→ **課題 1**:
データセットの行のうち、「Segment tree. Provide」を含む行から「529,177,640,296」を含む行までを、両端の行も含めて一字一句そのまま再現する。答えには画像を入れない。

→ **本文**:
____
ショパンは日本では誰でも聞いたことのある作曲家の一人だと思う。ポーランドのピアニストであり、作曲家である。ロマンティックで和音の感覚がしゃれていて好きだが、個人的にこの作曲家の何かが多すぎる感がたまらない。常に字余りなのだ。俳句の字余りは短いなかでほんの少しリズムから外れるところが、とてもオツなわけであるが、ショパンはもう字余りがメインの感すらある。試しにこれを聞いてみていただきたい。

Chopin Nocturne Op.9 No.2 (Arthur Rubinstein) - YouTube

このユーチューブはありがたい事に楽譜つきだ。
ノクターンの一つである。
ちなみにノクターンとは日本語で夜想曲などと訳されているが正直これが的を得た言葉なのかわからない。要するに作曲家がこの曲を夜のキャラクターを想定して作っているということだ。
最初の四小節、時間で28秒までがこの曲のテーマである。これがどんどん展開していくのだが後ろに進むにつれてなんか装飾がどんどんついてくる。
ご存じの通り、楽譜の上の段は右手、下の段は左手で弾く。左手はこの曲の場合楽譜通りならば、ほぼ最後までずっと同じリズムで進行していく。しかし右手の字あまりがもうそこかしこで溢れかえっているので左手のリズム系も同じ調子などでは進まず、これでもかと弾き伸びる。もう、思いがまとらないのである。
____
→ **データセットに含まれる項目**:
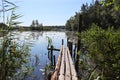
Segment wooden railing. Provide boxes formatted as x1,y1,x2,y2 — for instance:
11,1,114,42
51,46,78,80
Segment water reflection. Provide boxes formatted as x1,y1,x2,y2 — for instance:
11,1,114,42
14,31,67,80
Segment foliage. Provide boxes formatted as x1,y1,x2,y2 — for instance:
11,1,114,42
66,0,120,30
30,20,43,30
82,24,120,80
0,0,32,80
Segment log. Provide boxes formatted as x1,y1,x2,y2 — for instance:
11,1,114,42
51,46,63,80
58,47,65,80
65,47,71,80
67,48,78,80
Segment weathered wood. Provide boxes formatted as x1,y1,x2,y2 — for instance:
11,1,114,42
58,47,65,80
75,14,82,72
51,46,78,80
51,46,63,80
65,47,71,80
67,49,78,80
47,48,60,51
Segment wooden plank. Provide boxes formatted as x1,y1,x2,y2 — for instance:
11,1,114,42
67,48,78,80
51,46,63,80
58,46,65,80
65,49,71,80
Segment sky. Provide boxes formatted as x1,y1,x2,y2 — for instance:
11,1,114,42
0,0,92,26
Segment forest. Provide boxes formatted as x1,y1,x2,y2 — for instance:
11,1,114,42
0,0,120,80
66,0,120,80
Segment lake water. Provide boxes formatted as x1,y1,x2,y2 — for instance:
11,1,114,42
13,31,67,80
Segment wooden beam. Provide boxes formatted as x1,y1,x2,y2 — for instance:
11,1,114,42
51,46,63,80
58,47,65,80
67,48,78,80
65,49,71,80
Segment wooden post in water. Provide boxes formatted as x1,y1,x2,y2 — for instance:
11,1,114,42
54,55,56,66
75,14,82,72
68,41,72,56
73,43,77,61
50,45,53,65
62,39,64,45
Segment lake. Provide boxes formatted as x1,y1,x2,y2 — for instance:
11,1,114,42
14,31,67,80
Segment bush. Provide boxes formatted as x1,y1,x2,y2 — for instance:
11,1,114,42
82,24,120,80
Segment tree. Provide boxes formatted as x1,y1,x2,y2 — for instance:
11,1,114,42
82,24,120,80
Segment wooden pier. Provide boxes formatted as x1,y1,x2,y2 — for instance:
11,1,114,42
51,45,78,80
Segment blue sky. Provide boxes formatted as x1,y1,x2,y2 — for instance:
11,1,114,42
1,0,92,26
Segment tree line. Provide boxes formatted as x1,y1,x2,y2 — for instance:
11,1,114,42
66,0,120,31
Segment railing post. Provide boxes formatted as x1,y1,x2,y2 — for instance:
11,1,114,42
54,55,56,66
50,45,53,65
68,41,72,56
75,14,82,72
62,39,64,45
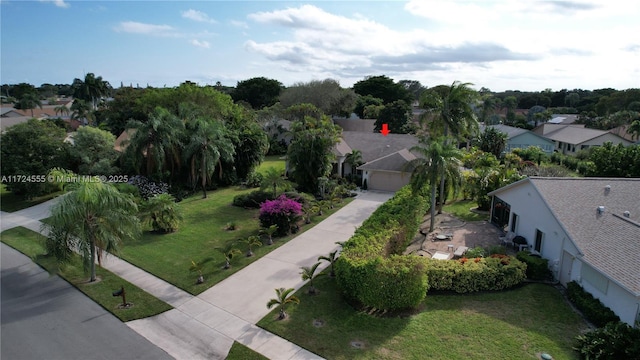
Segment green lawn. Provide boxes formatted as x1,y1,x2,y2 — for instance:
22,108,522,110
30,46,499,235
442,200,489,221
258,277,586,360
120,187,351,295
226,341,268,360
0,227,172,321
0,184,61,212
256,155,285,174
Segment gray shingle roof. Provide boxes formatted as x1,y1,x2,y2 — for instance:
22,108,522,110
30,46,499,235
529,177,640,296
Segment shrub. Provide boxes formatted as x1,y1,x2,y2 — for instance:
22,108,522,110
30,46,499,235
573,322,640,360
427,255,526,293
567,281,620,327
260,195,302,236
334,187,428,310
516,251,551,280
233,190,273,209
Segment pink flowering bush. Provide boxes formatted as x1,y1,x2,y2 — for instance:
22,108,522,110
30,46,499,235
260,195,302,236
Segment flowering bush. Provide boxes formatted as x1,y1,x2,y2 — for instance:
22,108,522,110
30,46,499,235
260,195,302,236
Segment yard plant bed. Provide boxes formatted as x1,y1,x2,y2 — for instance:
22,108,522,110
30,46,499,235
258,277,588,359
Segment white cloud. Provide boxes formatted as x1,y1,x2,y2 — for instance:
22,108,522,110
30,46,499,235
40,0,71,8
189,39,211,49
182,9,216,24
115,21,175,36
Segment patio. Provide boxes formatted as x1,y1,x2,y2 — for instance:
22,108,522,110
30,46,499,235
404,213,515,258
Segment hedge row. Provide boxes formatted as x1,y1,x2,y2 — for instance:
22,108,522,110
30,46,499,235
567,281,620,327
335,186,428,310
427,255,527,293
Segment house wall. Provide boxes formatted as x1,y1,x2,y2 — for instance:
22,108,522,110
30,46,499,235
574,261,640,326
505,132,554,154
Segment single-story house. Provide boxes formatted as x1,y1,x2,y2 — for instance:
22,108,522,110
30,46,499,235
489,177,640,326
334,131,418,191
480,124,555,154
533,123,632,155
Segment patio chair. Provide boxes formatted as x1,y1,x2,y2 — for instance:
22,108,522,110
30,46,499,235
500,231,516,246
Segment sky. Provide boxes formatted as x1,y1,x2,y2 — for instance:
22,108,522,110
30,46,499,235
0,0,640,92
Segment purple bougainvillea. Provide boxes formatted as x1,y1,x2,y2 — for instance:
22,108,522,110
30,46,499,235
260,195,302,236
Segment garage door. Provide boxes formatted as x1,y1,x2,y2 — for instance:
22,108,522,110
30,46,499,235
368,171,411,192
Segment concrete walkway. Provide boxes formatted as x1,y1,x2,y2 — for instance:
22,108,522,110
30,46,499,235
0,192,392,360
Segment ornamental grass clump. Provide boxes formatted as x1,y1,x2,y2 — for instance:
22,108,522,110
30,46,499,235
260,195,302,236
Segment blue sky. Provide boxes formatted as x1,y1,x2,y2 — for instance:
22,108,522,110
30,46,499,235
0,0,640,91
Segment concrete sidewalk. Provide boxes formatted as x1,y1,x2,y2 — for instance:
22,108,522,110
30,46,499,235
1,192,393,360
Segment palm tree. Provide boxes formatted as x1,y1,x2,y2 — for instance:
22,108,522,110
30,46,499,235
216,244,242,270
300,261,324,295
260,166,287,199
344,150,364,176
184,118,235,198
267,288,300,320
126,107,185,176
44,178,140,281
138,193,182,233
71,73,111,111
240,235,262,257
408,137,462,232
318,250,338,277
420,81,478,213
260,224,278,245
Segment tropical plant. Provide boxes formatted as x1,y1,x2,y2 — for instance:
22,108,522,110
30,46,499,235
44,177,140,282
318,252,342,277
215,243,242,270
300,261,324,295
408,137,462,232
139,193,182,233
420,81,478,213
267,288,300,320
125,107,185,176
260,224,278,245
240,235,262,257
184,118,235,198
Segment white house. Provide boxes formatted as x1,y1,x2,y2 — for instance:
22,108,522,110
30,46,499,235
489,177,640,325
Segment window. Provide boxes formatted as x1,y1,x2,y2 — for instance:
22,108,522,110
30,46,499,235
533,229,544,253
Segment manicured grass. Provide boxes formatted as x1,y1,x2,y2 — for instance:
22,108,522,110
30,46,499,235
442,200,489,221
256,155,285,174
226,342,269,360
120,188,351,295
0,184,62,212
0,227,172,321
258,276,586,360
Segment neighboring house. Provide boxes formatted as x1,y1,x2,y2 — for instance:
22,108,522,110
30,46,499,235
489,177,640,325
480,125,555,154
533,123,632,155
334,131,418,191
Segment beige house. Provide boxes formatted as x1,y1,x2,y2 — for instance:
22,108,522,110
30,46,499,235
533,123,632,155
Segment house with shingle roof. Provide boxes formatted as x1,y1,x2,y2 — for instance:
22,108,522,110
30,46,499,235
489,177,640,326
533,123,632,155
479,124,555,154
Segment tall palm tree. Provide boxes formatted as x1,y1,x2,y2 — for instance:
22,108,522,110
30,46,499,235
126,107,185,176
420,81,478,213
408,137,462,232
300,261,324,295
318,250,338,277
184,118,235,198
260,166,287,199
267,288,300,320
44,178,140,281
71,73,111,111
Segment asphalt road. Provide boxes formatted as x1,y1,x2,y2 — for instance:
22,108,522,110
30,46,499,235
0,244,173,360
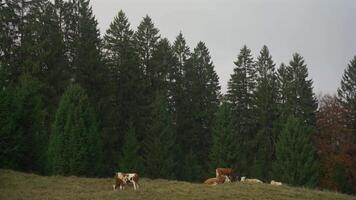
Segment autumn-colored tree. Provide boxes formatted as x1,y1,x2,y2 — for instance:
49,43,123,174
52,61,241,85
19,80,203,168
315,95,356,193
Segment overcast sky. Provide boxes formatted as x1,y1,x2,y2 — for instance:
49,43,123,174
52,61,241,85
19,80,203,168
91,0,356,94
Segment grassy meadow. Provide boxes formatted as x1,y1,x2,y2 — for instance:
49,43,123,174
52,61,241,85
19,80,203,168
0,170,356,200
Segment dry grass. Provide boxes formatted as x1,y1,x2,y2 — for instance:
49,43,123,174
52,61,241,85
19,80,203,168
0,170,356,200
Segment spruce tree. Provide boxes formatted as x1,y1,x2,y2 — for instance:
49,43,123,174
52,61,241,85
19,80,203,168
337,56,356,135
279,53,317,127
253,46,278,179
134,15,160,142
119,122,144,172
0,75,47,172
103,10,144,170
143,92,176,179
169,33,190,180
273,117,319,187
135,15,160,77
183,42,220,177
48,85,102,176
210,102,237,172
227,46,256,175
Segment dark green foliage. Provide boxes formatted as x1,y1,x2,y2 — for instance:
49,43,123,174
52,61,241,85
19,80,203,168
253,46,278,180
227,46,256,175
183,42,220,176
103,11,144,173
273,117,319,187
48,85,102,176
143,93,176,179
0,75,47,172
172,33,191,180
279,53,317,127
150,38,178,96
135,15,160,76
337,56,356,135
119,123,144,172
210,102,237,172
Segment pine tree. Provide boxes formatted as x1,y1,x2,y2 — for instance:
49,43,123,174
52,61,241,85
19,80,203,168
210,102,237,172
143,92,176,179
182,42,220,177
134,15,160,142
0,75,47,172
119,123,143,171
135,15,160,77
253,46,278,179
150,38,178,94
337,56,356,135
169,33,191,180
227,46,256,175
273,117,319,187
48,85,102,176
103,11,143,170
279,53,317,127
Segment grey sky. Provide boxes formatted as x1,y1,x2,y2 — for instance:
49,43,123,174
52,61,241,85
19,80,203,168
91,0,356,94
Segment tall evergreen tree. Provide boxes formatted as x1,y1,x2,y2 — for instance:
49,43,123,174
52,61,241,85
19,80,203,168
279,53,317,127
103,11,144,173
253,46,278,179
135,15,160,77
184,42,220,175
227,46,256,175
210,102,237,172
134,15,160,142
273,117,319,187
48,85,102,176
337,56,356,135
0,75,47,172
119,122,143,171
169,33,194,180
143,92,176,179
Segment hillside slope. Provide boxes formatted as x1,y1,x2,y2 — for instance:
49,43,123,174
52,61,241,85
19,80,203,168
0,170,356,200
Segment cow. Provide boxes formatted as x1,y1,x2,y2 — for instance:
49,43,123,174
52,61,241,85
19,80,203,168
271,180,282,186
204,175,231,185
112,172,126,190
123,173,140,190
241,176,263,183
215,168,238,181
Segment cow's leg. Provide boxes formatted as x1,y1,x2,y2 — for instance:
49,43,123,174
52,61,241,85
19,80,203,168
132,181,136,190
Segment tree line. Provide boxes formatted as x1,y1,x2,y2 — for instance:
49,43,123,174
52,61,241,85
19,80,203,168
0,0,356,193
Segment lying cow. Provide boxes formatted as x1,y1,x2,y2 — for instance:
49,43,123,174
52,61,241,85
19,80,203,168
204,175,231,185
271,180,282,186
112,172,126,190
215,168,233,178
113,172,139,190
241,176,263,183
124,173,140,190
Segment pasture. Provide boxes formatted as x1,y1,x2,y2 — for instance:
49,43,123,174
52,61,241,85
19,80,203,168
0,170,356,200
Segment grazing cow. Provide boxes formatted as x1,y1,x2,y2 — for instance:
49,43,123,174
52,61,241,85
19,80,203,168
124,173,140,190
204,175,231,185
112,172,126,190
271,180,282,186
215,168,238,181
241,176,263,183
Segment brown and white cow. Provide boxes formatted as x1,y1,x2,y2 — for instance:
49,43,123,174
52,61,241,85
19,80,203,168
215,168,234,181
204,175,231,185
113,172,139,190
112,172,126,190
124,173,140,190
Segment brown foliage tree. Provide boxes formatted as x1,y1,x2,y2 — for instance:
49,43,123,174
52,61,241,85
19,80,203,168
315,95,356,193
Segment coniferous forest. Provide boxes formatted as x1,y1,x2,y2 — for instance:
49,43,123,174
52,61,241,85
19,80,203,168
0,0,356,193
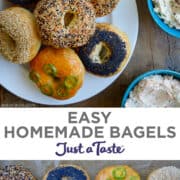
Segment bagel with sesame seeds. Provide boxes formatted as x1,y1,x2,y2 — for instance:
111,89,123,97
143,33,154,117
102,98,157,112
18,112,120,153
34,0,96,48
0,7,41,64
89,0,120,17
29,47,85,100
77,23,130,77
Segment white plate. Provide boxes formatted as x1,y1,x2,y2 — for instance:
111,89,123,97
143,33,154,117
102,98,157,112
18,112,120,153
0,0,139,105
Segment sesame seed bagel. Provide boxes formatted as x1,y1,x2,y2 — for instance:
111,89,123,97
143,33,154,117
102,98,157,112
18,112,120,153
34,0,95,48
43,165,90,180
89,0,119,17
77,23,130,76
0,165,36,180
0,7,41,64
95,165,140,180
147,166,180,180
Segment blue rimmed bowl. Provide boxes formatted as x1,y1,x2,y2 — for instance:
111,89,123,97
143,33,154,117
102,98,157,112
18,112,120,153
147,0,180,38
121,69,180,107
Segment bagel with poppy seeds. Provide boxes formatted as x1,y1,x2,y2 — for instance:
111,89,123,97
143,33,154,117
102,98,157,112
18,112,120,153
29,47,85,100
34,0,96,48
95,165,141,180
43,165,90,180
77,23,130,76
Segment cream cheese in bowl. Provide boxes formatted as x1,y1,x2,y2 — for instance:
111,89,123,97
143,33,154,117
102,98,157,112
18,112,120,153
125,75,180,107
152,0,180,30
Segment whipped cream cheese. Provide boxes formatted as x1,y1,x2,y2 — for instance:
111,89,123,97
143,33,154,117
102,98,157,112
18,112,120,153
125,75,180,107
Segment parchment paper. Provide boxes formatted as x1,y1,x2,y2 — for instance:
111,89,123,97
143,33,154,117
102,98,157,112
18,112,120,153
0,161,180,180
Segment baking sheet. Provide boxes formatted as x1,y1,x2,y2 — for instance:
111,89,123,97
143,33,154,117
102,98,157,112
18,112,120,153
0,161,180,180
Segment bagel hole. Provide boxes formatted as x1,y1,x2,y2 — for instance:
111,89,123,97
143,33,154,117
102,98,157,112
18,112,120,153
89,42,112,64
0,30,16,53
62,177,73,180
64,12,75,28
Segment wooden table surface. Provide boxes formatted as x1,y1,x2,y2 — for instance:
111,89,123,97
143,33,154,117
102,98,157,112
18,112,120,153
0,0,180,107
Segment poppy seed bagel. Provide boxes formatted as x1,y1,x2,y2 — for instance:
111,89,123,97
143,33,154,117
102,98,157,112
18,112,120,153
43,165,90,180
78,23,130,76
____
→ **課題 2**:
ショパンについての文章を、最初から最後まで一字一句変えずに書き出す。

→ **解答 1**:
Segment tree. Provide boxes formatted as x1,y1,x2,y2 — for instance:
11,1,114,42
82,24,120,80
Segment wooden pier. Provide boxes formatted as x1,y1,x2,y2 — for instance:
11,1,114,42
51,45,78,80
Segment blue sky. Provide boxes formatted as x1,y1,x2,y2 — for instance:
11,1,114,42
1,0,92,26
Segment tree line. Provide boxes formatted as x1,y1,x2,y2 — for instance:
11,1,114,42
66,0,120,31
Segment railing post. Provide boxes formatted as x1,y1,x2,y2 — for instance:
11,1,114,42
54,55,56,66
50,45,53,65
68,41,72,56
75,14,82,72
62,39,64,45
Segment green lawn. Provide boxes formatted as x1,y1,x2,y2 — for instance:
22,108,522,110
30,46,499,235
442,200,489,221
258,277,586,360
120,187,351,295
226,341,268,360
0,227,172,321
0,184,61,212
256,155,285,174
Segment gray shingle roof. Provide boxes formatted as x1,y1,x2,y2 — for instance:
22,108,522,110
30,46,499,235
529,177,640,296

→ **解答 2**:
ショパンは日本では誰でも聞いたことのある作曲家の一人だと思う。ポーランドのピアニストであり、作曲家である。ロマンティックで和音の感覚がしゃれていて好きだが、個人的にこの作曲家の何かが多すぎる感がたまらない。常に字余りなのだ。俳句の字余りは短いなかでほんの少しリズムから外れるところが、とてもオツなわけであるが、ショパンはもう字余りがメインの感すらある。試しにこれを聞いてみていただきたい。

Chopin Nocturne Op.9 No.2 (Arthur Rubinstein) - YouTube

このユーチューブはありがたい事に楽譜つきだ。
ノクターンの一つである。
ちなみにノクターンとは日本語で夜想曲などと訳されているが正直これが的を得た言葉なのかわからない。要するに作曲家がこの曲を夜のキャラクターを想定して作っているということだ。
最初の四小節、時間で28秒までがこの曲のテーマである。これがどんどん展開していくのだが後ろに進むにつれてなんか装飾がどんどんついてくる。
ご存じの通り、楽譜の上の段は右手、下の段は左手で弾く。左手はこの曲の場合楽譜通りならば、ほぼ最後までずっと同じリズムで進行していく。しかし右手の字あまりがもうそこかしこで溢れかえっているので左手のリズム系も同じ調子などでは進まず、これでもかと弾き伸びる。もう、思いがまとらないのである。